DATA SHOWN:
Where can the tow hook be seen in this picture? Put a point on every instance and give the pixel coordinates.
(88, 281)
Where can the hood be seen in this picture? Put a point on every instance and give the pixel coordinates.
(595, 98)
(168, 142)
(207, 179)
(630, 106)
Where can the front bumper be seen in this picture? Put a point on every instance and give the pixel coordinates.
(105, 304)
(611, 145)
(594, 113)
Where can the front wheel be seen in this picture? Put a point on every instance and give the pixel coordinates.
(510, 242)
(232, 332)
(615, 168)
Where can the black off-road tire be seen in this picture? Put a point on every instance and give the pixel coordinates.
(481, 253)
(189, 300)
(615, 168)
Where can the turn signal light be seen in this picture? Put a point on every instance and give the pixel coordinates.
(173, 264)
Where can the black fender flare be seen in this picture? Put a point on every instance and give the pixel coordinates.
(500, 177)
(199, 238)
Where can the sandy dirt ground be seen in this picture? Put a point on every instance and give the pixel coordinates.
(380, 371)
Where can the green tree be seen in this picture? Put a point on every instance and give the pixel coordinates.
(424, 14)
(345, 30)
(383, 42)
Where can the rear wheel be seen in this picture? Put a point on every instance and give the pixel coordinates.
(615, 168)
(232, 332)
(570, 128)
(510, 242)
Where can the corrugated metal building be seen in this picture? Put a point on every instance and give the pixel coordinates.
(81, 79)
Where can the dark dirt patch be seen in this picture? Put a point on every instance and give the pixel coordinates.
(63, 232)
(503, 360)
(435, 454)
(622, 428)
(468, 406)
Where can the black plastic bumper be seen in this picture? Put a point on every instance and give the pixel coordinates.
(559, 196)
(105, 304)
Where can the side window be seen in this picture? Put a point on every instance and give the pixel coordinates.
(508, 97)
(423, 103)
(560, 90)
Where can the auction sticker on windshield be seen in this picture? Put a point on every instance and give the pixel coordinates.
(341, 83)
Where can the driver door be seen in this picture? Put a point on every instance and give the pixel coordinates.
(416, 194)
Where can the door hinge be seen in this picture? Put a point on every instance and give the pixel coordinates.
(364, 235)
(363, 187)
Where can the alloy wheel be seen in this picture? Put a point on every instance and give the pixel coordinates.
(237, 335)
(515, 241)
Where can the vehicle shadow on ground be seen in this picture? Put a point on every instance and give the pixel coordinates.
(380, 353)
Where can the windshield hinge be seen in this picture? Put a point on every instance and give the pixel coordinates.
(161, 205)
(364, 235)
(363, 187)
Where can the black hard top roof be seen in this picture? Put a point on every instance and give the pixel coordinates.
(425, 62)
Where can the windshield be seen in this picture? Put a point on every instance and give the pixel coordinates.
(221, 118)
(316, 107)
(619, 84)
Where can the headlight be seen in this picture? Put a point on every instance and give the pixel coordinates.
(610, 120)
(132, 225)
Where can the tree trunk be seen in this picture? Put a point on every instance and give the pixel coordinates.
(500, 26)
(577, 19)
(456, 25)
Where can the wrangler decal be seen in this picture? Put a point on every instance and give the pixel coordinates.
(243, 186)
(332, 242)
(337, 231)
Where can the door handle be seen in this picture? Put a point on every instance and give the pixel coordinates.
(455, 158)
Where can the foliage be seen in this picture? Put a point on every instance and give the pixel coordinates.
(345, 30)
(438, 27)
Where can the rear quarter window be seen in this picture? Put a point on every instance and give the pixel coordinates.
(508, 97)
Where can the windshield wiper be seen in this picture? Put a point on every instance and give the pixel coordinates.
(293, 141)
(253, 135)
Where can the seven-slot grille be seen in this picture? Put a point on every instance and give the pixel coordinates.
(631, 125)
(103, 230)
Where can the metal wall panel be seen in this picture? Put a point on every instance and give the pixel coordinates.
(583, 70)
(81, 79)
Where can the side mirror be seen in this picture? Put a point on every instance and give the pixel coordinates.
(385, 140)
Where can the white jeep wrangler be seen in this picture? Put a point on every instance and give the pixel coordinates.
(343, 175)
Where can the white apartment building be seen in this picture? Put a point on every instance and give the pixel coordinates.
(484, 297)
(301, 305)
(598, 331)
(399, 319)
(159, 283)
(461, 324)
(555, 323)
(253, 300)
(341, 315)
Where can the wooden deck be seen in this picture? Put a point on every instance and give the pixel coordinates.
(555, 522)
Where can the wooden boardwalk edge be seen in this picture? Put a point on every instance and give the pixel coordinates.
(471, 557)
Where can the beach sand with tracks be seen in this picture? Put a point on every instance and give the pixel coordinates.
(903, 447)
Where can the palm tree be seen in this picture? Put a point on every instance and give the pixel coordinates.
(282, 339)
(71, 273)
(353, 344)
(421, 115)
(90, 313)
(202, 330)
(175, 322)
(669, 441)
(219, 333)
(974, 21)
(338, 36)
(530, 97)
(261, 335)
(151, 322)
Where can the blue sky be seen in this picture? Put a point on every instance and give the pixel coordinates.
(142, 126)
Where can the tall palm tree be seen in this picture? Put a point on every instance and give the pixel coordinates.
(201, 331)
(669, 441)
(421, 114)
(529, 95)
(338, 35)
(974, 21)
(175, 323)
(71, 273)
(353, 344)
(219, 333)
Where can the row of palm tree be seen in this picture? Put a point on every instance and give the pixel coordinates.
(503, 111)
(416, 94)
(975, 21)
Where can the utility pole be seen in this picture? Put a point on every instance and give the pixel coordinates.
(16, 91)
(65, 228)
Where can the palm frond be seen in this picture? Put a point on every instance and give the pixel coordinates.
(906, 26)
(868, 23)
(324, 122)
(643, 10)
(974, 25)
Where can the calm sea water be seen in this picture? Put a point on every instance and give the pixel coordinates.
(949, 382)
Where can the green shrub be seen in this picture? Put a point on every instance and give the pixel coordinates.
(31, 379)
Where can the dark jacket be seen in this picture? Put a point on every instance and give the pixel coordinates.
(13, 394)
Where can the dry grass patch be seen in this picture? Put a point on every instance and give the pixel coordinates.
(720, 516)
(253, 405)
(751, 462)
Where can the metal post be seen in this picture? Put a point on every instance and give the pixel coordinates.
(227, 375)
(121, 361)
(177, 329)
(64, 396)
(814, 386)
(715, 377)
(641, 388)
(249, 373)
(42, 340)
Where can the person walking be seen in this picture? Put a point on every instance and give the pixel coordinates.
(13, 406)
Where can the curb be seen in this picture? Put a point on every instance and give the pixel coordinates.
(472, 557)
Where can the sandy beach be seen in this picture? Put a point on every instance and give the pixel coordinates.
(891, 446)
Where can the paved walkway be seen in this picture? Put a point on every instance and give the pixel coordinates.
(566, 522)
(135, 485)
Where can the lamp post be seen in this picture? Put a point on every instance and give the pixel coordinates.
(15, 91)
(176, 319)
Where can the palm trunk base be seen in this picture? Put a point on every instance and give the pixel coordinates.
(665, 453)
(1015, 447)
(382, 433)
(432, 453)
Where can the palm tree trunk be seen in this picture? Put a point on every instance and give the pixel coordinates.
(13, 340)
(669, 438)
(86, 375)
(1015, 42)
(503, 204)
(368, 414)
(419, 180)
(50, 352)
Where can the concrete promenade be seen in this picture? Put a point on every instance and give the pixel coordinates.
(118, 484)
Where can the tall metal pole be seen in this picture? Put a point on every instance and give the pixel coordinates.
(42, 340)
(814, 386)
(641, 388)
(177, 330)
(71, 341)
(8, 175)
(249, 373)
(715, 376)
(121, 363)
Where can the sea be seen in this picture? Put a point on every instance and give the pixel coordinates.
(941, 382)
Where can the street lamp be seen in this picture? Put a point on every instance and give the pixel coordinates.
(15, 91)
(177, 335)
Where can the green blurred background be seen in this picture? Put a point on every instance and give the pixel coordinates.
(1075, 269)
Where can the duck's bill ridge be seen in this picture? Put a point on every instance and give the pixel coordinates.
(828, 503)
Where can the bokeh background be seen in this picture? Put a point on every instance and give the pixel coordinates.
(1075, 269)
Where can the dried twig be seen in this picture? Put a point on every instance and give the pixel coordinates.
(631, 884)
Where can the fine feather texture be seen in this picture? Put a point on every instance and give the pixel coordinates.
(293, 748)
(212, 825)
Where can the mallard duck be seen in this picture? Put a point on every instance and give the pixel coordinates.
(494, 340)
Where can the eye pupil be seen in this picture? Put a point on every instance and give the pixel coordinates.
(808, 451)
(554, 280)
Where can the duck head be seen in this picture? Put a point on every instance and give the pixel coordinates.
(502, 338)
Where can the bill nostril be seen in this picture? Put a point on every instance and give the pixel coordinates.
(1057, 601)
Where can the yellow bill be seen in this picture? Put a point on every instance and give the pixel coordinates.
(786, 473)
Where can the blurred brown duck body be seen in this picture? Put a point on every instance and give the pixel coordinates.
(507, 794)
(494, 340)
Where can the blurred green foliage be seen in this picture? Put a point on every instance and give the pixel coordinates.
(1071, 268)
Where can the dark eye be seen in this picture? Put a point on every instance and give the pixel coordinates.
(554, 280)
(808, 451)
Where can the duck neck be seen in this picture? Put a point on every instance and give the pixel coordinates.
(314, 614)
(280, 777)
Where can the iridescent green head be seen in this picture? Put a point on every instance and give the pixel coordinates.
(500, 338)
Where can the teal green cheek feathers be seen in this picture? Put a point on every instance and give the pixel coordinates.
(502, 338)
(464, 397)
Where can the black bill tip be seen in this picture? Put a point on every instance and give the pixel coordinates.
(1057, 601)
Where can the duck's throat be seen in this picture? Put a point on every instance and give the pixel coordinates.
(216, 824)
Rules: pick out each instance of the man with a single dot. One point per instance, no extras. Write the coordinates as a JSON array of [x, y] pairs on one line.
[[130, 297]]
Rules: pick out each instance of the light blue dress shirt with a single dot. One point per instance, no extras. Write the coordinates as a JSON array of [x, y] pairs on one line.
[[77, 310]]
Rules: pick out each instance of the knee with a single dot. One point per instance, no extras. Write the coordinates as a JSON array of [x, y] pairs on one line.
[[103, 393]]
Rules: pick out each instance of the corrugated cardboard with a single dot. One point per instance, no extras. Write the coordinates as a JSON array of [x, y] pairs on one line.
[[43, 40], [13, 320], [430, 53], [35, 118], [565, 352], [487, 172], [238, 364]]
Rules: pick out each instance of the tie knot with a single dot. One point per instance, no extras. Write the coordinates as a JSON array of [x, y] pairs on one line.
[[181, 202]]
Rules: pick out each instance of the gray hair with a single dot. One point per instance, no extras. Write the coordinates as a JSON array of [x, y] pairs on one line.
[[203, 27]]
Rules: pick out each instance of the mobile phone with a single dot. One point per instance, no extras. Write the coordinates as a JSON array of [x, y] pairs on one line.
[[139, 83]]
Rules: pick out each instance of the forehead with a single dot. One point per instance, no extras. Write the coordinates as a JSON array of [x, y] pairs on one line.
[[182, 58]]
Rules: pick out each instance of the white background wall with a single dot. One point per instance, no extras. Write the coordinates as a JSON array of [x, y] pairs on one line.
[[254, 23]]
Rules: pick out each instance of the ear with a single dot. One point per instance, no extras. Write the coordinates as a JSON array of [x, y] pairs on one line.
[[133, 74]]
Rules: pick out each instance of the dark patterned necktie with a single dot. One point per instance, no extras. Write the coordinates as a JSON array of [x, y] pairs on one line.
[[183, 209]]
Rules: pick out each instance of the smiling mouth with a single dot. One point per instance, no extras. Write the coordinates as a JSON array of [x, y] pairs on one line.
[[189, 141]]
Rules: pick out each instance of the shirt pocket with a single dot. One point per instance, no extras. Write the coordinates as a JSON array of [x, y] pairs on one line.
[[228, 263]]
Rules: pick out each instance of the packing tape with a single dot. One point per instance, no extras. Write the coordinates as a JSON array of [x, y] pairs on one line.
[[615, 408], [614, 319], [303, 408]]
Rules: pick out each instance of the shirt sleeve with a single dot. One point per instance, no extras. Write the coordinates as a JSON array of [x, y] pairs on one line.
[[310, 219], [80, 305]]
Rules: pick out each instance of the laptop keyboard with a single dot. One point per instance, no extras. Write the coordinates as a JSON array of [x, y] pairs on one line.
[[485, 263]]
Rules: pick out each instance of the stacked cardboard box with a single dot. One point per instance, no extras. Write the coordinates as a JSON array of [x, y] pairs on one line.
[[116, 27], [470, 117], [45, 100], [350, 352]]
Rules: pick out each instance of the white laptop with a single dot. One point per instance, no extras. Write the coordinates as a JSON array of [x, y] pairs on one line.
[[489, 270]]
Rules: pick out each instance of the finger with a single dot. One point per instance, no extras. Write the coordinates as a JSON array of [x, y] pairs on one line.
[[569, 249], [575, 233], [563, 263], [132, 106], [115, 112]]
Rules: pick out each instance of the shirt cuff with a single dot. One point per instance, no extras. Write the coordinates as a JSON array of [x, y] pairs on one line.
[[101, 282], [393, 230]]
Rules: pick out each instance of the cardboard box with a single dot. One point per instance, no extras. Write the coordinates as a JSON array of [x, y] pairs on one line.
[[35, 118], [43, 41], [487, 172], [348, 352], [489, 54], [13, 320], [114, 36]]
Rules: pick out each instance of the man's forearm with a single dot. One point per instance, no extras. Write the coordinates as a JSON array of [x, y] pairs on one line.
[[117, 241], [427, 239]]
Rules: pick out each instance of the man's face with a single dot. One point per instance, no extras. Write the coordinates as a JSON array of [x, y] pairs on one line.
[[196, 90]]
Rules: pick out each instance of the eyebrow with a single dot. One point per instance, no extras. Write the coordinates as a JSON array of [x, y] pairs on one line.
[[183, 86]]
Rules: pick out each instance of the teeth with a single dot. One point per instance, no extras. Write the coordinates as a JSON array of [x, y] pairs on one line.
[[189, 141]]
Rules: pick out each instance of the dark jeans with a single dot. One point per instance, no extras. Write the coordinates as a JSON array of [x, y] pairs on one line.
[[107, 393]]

TASK: Render the lines of the data as a JSON list of strings, one string per line and blank lines omitted, starting at the line that contains "Rules: pick out each instance of the dark patterned" and ending at the line that contains "[[183, 209]]".

OUTPUT:
[
  "Rules: pick out each instance of the dark patterned necktie with a single dot. One point per instance, no extras. Write the coordinates as a JSON array of [x, y] pairs on one line.",
  "[[183, 209]]"
]